## Records provided
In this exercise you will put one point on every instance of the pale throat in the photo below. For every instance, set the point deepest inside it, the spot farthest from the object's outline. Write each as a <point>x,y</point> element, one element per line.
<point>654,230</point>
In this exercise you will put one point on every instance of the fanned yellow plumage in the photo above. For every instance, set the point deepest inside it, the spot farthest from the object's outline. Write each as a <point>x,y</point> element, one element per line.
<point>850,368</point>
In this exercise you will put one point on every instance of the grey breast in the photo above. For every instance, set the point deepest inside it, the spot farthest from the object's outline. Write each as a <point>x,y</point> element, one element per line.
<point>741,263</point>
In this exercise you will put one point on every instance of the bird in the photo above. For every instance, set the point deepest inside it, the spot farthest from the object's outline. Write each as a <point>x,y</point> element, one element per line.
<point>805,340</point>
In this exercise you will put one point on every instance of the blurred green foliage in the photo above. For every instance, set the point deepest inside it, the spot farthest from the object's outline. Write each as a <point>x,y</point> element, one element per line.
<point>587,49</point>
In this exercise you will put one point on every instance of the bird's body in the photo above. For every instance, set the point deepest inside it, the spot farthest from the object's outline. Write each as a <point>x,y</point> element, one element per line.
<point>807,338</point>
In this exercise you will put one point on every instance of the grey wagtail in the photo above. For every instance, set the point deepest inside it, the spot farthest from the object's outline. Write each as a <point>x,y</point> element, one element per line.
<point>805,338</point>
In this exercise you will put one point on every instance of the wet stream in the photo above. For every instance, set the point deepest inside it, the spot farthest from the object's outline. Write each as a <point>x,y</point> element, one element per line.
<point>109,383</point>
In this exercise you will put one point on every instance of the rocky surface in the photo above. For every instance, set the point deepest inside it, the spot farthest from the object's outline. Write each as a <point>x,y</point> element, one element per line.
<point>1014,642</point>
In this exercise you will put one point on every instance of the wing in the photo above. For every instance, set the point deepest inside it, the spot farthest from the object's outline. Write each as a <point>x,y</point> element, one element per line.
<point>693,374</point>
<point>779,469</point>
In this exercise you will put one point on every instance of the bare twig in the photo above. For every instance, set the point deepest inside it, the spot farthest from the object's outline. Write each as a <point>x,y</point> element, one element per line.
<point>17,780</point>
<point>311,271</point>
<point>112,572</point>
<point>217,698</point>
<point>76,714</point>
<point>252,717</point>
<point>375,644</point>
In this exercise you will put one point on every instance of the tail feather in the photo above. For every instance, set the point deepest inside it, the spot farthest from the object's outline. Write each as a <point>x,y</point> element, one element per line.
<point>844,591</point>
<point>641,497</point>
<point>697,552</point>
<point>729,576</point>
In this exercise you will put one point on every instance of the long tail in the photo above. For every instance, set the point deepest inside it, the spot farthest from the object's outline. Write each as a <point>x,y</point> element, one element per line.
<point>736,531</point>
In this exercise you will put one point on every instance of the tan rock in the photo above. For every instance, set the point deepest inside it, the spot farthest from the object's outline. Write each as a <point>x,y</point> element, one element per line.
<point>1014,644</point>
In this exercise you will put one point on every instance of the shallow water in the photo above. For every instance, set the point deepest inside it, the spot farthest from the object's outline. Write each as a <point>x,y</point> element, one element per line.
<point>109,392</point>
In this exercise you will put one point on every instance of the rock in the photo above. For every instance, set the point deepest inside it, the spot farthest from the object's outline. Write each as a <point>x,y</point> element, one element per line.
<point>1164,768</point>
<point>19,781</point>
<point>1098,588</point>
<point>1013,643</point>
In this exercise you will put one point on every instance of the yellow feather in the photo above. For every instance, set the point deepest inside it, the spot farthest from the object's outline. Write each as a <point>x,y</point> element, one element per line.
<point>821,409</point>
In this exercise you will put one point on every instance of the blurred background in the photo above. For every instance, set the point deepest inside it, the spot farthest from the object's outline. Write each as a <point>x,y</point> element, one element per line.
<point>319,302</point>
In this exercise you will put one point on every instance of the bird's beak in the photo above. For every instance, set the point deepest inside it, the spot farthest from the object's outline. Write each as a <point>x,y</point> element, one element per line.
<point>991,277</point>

## Stated goal
Rewrite all of the data above as a two-column CSV with the header row input,output. Each row should hold one text and the answer that follows it, with both fields in double quotes and any line breaks replaced by spaces.

## Reply
input,output
"In this exercise you will put one point on every instance of the pale throat in the photo below. For every instance, set the point deepest inside it, the spot farthest from the object's outline. Write each as a <point>x,y</point> element, one element per line.","<point>654,230</point>"
"In this exercise you will put one point on every instance of the fanned yellow plumage in the photo above. For every instance, set the point deepest inside it, the spot farthest from the object's outline. Write each as a <point>x,y</point> element, one element per line.","<point>850,368</point>"
"In this exercise you will put one point on every instance of the grey breast in the photo above. For every instance, set the point deepest inside it, the spot farthest from the object's outline. Write each as a <point>x,y</point> element, one element per line.","<point>741,263</point>"
"In this exercise you will put one point on every instance of the bird in the photo above. For every instance, set the point deepest inside it, the spot farthest from the object's outline. Write each as a <point>x,y</point> element, one element per line.","<point>805,340</point>"
"In this exercise you will put one point on every instance of the blurred green foliage in the photo above. For every instance, set the point deepest inside it, the spot farthest from the object's outline. Write each as a <point>x,y</point> element, one element per line.","<point>587,49</point>"
"In this exercise you will put one point on every instance of the bird's body in the photo above. For every instance, set the point deepest inside it, the spot farthest from the object's outline. Write each as a <point>x,y</point> element, one element per line.","<point>807,338</point>"
"In this exercise you will put one point on every instance of the grey wagtail in the photo above. For every instance, set the point deepest inside it, the spot farthest from the object's outline. Write each as a <point>x,y</point> element, one element per line.","<point>805,338</point>"
"In this exercise you will put one point on every instance of the wet stream in the photo above. For every instance, set the point deepest inside it, the spot farthest from the object's outline. Write each as a <point>x,y</point> element, one element per line.","<point>109,383</point>"
"In this exercise you will put one point on every instance of the rocky surface in the photo above. For every instance, set the point deepest inside it, the spot farthest from the object's outline. Write each as a <point>x,y</point> element, one element per line.","<point>1014,642</point>"
"In this exercise you will put one point on every instance of the wing in the photo above. For every instance, set the point deepest inside it, the spot farthest from the object's outline. Write each as a <point>x,y</point> element, one element per line.","<point>693,374</point> <point>779,469</point>"
"In this exercise you will put one point on every instance of the bare twig in the photo above. For every instance, set the point deepest inside it, the spot farthest from the object's outline. Write each as a <point>x,y</point> element, one element per line.","<point>17,780</point> <point>311,271</point> <point>112,572</point> <point>217,698</point> <point>76,714</point> <point>252,717</point> <point>375,644</point>"
"In this exercise you will put one point on every instance of the tail feather in the photo above. For every instance, set the point deepest inside it, the spot farthest from the object's outline. Write each as a <point>x,y</point> element, one element per line.","<point>844,591</point> <point>641,497</point> <point>697,552</point> <point>729,576</point>"
"In this exercise you will put one point on every instance of the long tail in the photo above. For every instance, set the point deepest inside it, the spot farthest from the object's outline. Write each as a <point>x,y</point> element, one element per line.","<point>736,531</point>"
"In this exercise you will put one point on every instance of the tan rock in the photo above. For every instance, set the point deepest inside it, the spot farthest from the object's outline. Write each as a <point>x,y</point> element, one element per line.","<point>1014,644</point>"
"In this exercise you will put one point on every instance of the shallow water in the photo above. For every instance, set the point deepest inside it, the spot farthest from the object's outline. Write each as a <point>x,y</point> element, one element per line.","<point>109,392</point>"
"In this exercise you will put one point on every instance of the rock in the photo above. For every instance, set the point deepest inside it, the spot farthest from the object's outline. Write each as a <point>x,y</point> element, one element per line.","<point>1164,768</point> <point>19,781</point> <point>1098,588</point> <point>1013,643</point>"
"In this exercise you will put one point on every instance of the yellow feather in the photo above. For every instance, set the point deepest inside it, the spot farthest from the object's outline. Write each as a <point>x,y</point> element, one element per line.","<point>821,409</point>"
"In this exercise you will put one point on every instance of the blurred background in the photo above. For every instance, set the point deepest inside it, the spot farthest from the object's outline. Write each as a <point>x,y</point> element, one element per line.","<point>319,302</point>"
"In this exercise you will put one point on every instance of the bird's beak in the photo above. For every instance, set the point deepest inside it, the spot farthest from the object's outline. Write each as a <point>x,y</point> element, one element per line.","<point>991,277</point>"